# [Work task]
What you return should be the lines of the data containing "provide", each in full.

### Available data

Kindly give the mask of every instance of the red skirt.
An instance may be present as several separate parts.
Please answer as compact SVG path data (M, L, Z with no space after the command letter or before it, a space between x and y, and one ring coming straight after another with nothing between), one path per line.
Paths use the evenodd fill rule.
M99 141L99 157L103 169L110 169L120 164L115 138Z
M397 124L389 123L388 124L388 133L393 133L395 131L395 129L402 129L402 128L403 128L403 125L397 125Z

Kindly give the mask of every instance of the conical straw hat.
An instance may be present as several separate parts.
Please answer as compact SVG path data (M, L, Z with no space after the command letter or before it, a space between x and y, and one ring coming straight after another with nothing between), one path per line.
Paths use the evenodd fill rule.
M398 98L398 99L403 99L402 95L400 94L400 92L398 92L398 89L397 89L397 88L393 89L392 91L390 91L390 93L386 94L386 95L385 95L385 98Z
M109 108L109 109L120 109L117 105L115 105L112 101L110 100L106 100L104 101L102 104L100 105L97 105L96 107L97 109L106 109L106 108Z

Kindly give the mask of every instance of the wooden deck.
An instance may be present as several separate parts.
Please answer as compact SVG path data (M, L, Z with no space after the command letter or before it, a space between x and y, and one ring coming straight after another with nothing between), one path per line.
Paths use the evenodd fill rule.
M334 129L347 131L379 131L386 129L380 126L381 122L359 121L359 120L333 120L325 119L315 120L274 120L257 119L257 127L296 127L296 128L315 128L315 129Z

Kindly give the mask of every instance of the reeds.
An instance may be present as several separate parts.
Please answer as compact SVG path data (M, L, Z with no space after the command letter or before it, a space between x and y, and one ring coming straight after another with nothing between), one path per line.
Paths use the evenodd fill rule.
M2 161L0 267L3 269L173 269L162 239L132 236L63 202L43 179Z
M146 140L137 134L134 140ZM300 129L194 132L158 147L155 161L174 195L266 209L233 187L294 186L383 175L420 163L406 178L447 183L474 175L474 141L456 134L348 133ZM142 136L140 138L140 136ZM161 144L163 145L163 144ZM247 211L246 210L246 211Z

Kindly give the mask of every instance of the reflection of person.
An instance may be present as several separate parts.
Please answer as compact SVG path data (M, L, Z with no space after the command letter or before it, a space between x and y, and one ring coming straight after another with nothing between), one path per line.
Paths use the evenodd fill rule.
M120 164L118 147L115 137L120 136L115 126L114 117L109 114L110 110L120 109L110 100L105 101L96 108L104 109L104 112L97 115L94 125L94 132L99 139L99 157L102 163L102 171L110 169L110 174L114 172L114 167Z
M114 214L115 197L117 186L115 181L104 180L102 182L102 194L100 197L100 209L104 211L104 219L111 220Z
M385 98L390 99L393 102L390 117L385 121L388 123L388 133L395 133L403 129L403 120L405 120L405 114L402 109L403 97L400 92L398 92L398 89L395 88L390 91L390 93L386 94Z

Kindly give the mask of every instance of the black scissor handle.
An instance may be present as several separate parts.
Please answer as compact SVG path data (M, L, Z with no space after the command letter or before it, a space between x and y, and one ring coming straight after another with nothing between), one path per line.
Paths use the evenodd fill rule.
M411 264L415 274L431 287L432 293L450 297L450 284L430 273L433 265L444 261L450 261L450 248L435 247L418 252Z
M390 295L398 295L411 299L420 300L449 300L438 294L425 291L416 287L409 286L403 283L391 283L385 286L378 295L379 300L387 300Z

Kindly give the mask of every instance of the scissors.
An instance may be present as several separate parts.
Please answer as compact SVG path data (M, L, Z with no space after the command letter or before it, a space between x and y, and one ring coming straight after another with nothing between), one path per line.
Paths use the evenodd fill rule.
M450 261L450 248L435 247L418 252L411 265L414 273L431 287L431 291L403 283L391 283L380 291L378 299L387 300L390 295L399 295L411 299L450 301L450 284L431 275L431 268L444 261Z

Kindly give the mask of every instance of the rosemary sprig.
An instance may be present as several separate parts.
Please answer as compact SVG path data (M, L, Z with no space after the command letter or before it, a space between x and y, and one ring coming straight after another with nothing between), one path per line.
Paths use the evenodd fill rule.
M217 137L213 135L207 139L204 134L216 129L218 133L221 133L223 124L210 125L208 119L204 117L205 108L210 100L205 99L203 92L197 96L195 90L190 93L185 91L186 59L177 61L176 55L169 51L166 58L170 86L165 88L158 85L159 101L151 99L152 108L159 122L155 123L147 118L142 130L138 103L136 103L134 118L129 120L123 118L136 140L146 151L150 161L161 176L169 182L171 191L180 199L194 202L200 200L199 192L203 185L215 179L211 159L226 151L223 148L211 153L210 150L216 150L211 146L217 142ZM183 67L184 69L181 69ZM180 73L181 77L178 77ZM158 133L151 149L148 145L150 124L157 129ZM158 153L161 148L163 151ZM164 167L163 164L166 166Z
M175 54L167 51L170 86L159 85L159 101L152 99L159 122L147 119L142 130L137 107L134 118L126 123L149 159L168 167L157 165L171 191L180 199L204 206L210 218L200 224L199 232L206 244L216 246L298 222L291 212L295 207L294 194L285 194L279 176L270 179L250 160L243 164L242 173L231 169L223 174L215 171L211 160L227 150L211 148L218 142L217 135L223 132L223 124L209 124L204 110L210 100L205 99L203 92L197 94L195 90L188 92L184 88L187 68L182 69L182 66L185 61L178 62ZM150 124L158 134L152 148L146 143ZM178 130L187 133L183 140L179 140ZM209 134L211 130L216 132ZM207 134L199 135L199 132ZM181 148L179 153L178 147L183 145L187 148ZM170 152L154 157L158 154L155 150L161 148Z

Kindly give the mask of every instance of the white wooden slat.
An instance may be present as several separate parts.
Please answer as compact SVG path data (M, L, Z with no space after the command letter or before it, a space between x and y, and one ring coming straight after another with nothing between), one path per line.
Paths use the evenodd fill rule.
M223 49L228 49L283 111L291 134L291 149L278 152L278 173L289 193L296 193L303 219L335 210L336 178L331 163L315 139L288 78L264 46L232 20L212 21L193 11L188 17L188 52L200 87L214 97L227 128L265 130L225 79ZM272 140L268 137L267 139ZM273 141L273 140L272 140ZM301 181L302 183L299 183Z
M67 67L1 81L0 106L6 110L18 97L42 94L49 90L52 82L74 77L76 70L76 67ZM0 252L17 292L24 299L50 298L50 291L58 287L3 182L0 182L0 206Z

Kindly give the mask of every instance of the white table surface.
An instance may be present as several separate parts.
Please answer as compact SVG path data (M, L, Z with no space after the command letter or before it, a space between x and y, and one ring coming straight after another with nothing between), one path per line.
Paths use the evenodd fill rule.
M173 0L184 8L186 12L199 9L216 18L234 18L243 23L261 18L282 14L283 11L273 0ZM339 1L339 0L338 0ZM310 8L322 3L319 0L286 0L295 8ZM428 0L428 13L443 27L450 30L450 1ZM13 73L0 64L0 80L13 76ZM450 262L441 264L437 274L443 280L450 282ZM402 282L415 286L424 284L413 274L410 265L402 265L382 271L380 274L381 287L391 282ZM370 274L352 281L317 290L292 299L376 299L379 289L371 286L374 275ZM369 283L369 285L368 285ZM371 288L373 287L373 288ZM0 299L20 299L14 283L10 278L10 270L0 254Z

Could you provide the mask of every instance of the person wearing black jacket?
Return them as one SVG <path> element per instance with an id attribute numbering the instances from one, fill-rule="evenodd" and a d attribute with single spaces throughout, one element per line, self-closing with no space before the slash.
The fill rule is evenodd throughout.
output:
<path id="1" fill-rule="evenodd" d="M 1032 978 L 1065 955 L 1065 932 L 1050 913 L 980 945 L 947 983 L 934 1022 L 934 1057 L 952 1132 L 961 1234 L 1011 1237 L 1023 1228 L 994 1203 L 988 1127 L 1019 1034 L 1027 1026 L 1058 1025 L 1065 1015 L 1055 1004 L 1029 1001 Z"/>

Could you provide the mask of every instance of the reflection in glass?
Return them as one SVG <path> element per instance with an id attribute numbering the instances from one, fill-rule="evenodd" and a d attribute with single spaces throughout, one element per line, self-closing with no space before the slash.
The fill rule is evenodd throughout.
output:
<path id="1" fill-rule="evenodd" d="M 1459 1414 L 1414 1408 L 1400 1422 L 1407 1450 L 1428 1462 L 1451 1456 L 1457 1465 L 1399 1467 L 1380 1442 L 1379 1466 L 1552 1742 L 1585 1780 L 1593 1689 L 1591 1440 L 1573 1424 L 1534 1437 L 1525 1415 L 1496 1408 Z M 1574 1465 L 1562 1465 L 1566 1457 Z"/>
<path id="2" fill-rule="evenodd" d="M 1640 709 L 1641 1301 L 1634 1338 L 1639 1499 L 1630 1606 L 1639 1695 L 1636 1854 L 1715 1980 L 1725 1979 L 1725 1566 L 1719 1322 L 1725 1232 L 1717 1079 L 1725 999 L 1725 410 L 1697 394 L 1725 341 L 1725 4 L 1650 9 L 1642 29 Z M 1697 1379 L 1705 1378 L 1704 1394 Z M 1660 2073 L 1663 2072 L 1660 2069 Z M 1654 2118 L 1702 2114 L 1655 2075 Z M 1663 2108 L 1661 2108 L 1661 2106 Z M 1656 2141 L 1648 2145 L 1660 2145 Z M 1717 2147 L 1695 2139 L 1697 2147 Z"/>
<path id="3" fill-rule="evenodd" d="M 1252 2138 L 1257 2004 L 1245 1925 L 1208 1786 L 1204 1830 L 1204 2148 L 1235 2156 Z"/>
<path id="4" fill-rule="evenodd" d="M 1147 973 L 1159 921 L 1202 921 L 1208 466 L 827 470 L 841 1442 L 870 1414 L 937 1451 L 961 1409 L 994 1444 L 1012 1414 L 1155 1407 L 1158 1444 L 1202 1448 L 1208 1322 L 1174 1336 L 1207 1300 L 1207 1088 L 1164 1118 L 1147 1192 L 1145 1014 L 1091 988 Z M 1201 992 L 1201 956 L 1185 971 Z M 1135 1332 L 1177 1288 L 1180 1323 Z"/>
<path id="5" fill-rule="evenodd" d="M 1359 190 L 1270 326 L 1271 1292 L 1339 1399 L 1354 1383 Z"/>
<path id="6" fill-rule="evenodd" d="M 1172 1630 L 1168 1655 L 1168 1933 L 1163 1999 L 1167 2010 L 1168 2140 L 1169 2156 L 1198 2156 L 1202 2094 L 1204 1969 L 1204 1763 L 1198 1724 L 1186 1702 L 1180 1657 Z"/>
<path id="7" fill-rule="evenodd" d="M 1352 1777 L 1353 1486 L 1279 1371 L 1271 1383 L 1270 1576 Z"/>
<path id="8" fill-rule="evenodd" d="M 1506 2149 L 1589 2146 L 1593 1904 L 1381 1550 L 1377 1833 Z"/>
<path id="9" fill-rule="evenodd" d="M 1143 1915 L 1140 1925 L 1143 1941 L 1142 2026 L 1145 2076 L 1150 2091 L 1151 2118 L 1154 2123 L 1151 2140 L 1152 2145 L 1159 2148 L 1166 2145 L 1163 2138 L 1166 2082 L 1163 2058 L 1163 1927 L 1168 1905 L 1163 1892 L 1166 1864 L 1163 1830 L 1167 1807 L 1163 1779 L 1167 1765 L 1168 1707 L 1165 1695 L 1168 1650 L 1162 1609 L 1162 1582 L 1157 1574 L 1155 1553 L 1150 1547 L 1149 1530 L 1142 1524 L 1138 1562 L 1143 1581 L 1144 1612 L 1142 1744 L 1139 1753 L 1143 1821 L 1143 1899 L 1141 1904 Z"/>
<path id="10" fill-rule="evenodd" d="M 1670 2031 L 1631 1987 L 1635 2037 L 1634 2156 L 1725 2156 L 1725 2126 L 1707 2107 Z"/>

######

# [Reply]
Could you provide the mask of every instance of the person wearing black jacket?
Could you provide the mask of every instance of the reflection in glass?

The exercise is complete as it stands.